- _TEXTE SOURCE_
"""

Le cas BMW avait déjà été présenté l'an dernier dans cette rubrique, alors même que le groupe s'échangeait aux deux tiers de sa valeur comptable et à un multiple de neuf fois son profit annuel moyen réalisé sur la précédente décennie. Malgré la récente hausse du cours, la situation n'a guère évolué puisque le titre s'échange désormais à six fois ses profits et aux quatre-cinquièmes de sa valeur comptable.

Graphique BMW AG

Une basique somme des parties laisse elle aussi entrevoir une éventuelle sous-valorisation. A deux fois les capitaux propres du segment, par exemple, l'activité financement représente à elle seule €40 par action. A 90€ la cotation du titre, sans même s'arrêter sur le cash en excès, et une fois retraités les €40 à €50 par action liés à la joint-venture chinoise, l'activité automobile reste donc valorisée à presque zéro — à moins que le marché ne fasse le calcul inverse, et n'applique son discount aux activités chinoises.

On observa au passage que la rentabilité des capitaux propres (ROE) de l'activité financement n'atteint "que" 11%, ce qui traduit un recours limité à l'effet de levier, ici assez typique de la gestion conservatrice du constructeur allemand.

Attention : quoique séduisante sur le papier, ces approches via les PER et sommes des parties ne doivent pas faire perdre de vue que BMW demeure en premier chef valorisé par rapport à son rendement sur dividende. A ce titre, la poursuite de l'heureux momentum des dernières semaines découlera des prochaines distributions, attendues entre €4.5 et €5 par action ces trois prochaines années. Le cas échéant, le prix de l'action devrait alors aisément osciller entre 100 et 120 euros, pour un rendement de 4% à 5%.

"""

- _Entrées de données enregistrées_

"""

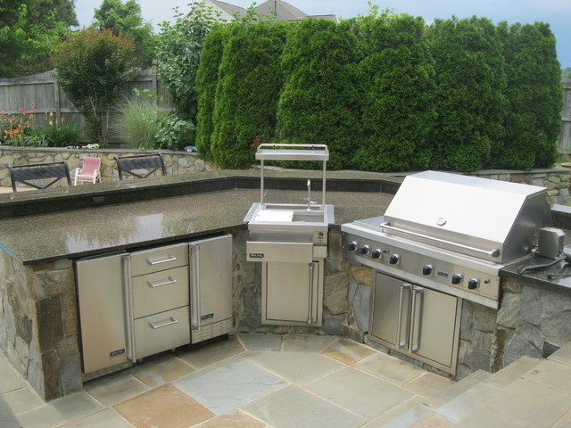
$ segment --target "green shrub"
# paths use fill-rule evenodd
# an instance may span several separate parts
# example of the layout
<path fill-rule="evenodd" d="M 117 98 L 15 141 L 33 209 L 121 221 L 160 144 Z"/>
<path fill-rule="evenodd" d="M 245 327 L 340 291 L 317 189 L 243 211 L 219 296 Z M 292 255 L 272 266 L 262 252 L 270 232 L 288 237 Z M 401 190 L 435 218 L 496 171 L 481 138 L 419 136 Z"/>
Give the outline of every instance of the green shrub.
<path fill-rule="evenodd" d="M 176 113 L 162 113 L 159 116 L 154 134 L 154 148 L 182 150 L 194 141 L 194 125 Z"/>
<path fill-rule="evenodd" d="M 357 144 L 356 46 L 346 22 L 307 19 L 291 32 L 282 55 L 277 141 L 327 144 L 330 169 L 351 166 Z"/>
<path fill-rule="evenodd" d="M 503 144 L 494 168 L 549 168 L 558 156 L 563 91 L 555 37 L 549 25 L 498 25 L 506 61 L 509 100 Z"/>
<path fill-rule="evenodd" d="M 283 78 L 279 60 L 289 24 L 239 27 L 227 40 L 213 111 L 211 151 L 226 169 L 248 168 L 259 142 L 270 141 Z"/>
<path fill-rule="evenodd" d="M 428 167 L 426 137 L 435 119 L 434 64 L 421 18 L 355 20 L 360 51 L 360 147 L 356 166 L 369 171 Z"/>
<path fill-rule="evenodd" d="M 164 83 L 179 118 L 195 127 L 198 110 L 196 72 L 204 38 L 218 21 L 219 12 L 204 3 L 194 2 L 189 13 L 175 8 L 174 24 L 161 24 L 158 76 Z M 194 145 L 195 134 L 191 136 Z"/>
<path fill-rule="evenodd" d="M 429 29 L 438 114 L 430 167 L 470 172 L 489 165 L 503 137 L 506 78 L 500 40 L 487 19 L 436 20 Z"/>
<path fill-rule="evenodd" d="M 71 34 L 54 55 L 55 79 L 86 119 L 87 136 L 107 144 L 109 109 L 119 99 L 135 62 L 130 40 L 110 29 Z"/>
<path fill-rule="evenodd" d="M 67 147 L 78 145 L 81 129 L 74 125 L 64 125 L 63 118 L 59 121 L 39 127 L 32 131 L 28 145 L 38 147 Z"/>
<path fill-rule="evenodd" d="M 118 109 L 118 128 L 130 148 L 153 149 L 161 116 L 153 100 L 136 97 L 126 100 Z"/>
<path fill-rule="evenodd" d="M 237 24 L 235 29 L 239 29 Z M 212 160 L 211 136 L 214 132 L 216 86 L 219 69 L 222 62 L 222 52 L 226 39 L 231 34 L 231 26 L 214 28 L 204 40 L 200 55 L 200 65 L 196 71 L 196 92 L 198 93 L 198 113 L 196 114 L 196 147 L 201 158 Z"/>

"""
"""

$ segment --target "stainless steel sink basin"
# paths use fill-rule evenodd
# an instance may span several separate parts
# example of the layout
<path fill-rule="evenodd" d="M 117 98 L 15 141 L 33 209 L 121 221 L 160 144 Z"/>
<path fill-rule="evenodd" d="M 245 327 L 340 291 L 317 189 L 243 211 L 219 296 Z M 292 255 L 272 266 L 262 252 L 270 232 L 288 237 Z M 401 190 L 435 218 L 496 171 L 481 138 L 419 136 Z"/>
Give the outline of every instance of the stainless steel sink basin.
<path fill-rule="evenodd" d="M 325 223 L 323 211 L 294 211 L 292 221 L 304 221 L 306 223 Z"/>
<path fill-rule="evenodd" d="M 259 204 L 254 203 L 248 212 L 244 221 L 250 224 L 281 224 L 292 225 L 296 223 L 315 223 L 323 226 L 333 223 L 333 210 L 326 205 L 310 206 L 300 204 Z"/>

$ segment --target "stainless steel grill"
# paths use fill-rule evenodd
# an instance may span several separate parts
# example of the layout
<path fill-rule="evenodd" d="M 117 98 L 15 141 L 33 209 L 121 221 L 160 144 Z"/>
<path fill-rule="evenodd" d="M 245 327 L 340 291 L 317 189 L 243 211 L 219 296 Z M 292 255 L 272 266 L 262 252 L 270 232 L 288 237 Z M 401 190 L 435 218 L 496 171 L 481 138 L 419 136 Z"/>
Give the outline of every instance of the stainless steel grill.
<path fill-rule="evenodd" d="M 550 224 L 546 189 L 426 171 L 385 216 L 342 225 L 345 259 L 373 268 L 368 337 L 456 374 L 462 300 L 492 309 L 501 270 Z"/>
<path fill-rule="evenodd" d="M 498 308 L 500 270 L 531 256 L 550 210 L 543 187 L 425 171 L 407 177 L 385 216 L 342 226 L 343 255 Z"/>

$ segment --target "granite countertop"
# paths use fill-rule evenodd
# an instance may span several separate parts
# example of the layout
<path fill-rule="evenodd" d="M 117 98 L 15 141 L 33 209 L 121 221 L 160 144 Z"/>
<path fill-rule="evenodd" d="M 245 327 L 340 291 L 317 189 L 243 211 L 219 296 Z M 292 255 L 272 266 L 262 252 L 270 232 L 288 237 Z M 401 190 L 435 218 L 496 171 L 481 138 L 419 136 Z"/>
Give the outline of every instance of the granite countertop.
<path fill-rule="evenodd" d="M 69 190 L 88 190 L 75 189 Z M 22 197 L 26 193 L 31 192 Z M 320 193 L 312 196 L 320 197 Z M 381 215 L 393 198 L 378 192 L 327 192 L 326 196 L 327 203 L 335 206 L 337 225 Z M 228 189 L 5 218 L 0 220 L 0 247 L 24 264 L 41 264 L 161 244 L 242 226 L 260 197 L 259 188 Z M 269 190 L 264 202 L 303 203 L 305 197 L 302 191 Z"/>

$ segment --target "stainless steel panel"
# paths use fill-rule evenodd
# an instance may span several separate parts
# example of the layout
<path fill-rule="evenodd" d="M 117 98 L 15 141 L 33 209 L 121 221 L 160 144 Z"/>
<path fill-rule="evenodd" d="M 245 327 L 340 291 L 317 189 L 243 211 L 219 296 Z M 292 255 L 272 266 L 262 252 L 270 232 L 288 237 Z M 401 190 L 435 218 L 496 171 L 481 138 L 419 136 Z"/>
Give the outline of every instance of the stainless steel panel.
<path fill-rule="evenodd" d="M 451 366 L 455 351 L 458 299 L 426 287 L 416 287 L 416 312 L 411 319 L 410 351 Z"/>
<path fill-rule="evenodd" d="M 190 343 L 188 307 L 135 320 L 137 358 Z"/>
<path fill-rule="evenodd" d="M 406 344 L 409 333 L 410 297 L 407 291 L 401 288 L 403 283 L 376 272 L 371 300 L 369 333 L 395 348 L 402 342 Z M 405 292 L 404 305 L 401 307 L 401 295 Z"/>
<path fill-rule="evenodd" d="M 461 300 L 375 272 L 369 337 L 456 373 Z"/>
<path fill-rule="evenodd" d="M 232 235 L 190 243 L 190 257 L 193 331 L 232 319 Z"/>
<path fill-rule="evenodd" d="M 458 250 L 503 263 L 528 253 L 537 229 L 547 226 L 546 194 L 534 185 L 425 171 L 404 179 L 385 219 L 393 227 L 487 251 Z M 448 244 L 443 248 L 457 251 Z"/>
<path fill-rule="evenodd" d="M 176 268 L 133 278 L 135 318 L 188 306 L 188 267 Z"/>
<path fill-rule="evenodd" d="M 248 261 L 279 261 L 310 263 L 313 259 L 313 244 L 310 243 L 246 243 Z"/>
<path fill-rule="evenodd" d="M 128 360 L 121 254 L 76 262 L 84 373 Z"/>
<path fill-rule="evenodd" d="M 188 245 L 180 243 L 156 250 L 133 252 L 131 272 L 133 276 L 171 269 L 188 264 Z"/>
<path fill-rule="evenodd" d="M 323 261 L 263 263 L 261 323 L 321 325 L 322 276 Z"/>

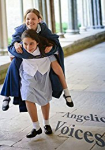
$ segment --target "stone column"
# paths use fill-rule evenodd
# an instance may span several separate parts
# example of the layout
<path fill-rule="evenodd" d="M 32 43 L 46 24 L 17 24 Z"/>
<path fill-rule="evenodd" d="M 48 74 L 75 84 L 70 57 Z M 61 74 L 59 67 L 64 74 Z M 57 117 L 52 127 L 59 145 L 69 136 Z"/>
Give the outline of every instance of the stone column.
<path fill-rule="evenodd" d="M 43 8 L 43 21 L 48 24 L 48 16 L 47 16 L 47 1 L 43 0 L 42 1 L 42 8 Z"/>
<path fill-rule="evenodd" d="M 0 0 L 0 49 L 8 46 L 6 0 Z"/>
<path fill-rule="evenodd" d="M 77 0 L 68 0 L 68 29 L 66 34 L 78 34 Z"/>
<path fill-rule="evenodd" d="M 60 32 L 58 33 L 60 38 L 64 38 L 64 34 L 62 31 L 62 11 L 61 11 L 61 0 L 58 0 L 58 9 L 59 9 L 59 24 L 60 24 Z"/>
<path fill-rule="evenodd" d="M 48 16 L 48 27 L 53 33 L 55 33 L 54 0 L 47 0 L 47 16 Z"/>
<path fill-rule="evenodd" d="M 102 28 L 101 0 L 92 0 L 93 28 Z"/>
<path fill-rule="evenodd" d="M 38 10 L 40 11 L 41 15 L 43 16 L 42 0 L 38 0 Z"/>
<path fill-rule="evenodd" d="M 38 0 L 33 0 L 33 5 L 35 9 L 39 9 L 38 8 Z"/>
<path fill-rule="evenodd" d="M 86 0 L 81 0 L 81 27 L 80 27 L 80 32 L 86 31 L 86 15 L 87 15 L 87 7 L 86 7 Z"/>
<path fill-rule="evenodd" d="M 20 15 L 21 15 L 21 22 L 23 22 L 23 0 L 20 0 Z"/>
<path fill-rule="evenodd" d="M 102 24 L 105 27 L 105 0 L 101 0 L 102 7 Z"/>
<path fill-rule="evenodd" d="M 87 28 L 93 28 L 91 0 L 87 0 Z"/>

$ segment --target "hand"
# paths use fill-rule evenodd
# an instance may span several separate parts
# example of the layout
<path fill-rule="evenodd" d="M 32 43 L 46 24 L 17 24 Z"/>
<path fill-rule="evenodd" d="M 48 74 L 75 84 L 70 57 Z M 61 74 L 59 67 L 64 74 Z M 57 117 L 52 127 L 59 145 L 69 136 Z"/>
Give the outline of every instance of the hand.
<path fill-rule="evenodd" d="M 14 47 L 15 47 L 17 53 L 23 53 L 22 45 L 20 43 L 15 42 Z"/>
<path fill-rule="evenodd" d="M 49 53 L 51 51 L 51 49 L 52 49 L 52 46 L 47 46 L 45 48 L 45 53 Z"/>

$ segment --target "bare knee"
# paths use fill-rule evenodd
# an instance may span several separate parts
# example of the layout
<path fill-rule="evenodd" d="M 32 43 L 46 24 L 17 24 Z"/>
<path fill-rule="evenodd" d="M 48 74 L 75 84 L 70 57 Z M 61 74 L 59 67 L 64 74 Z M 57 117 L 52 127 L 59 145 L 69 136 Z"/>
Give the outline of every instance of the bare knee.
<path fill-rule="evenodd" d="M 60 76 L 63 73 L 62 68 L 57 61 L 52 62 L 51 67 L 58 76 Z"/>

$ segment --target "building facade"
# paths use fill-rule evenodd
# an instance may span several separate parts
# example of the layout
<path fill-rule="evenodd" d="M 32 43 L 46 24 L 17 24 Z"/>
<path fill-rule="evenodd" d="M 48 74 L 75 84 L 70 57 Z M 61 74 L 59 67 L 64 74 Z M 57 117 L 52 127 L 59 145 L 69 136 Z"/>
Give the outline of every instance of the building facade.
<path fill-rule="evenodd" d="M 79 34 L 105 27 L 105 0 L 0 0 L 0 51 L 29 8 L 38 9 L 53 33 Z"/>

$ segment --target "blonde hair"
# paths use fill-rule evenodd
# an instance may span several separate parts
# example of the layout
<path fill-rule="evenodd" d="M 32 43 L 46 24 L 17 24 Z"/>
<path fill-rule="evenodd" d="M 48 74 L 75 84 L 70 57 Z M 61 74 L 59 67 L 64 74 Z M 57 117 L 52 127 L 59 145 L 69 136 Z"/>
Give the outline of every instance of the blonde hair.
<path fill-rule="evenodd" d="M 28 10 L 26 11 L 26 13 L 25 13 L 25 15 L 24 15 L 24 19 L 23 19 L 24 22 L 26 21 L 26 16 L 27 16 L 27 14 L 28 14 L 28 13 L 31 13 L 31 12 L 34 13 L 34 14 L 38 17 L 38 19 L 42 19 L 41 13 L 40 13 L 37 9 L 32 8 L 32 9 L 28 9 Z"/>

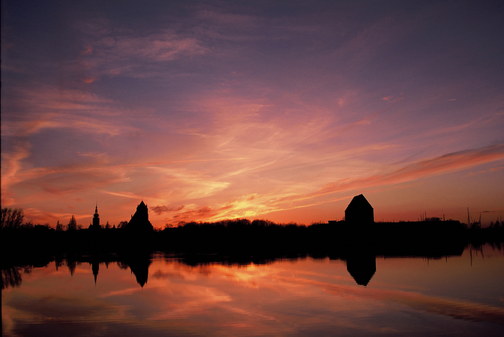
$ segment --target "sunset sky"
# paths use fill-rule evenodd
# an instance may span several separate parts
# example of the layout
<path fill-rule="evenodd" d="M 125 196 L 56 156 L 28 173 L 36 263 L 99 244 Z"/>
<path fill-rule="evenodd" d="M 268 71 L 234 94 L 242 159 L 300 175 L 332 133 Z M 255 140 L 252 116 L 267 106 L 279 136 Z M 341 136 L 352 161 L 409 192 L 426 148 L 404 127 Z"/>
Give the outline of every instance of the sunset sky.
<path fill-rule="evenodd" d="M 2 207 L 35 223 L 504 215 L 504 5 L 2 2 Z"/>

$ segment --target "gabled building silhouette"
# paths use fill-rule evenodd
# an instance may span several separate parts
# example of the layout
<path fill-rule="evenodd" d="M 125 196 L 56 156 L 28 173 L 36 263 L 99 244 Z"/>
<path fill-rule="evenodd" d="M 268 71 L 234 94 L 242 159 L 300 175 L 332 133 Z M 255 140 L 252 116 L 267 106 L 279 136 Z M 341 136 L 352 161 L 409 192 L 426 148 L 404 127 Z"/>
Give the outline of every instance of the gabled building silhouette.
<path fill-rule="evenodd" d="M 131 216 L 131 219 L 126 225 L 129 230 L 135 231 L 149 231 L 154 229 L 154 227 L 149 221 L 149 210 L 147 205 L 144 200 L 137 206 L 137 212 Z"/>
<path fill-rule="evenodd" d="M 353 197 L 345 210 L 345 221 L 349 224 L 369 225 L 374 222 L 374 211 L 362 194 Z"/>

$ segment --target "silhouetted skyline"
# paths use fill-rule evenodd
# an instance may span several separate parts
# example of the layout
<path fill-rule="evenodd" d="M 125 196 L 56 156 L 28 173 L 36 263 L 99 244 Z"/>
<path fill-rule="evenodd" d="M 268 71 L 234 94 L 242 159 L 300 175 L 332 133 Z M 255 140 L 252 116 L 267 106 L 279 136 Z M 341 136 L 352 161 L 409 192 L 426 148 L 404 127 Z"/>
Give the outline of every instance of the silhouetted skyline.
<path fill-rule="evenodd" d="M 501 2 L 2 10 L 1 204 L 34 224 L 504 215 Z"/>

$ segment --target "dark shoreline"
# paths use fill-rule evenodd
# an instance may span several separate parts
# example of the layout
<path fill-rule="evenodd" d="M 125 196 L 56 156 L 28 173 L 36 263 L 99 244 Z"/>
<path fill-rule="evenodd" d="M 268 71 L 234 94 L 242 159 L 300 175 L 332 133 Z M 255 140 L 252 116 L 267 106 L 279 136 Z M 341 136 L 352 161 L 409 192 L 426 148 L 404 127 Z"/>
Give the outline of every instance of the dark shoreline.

"""

- _À FAIRE_
1: Veuillez recopier fidèlement l'extrait de l'analyse sur BMW depuis « On observa au » jusqu'à « de 4% à 5%. » inclus.
2: Reprenez l'analyse sur BMW à la suite de sa dernière phrase.
Ces données ne jouent aucun rôle ici.

- _RÉPONSES AUX EXERCICES_
1:
On observa au passage que la rentabilité des capitaux propres (ROE) de l'activité financement n'atteint "que" 11%, ce qui traduit un recours limité à l'effet de levier, ici assez typique de la gestion conservatrice du constructeur allemand.

Attention : quoique séduisante sur le papier, ces approches via les PER et sommes des parties ne doivent pas faire perdre de vue que BMW demeure en premier chef valorisé par rapport à son rendement sur dividende. A ce titre, la poursuite de l'heureux momentum des dernières semaines découlera des prochaines distributions, attendues entre €4.5 et €5 par action ces trois prochaines années. Le cas échéant, le prix de l'action devrait alors aisément osciller entre 100 et 120 euros, pour un rendement de 4% à 5%.

2:
L'actionnaire de référence — la famille Quandt — joue toujours le rôle stabilisateur qu'on attend d'un investisseur stratégique sur le long-terme. En pleine mania du tout-électrique, le groupe conserve grâce à cette assise une posture prudente et réaliste, ceci au risque de déplaire aux marchés de capitaux. Aux antipodes de ce que l'on observe ailleurs, subsiste chez lui une réelle volonté de ne pas promettre ce qu'il ne pourra pas délivrer.

BMW privilégie ainsi les profits aux effets de mode, même s'il anticipe lui aussi une électrification de la moitié du parc automobile mondial en 2030. Les actionnaires prospectifs apprécieront ce choix comme ils l'entendent : les uns avanceront qu'il est plus sage de se reposer sur des fondamentaux tangibles que sur de grandioses promesses ; là où les autres auront beau jeu de souligner que la valorisation boursière de BMW stagne quand celle de Tesla pulvérise les records.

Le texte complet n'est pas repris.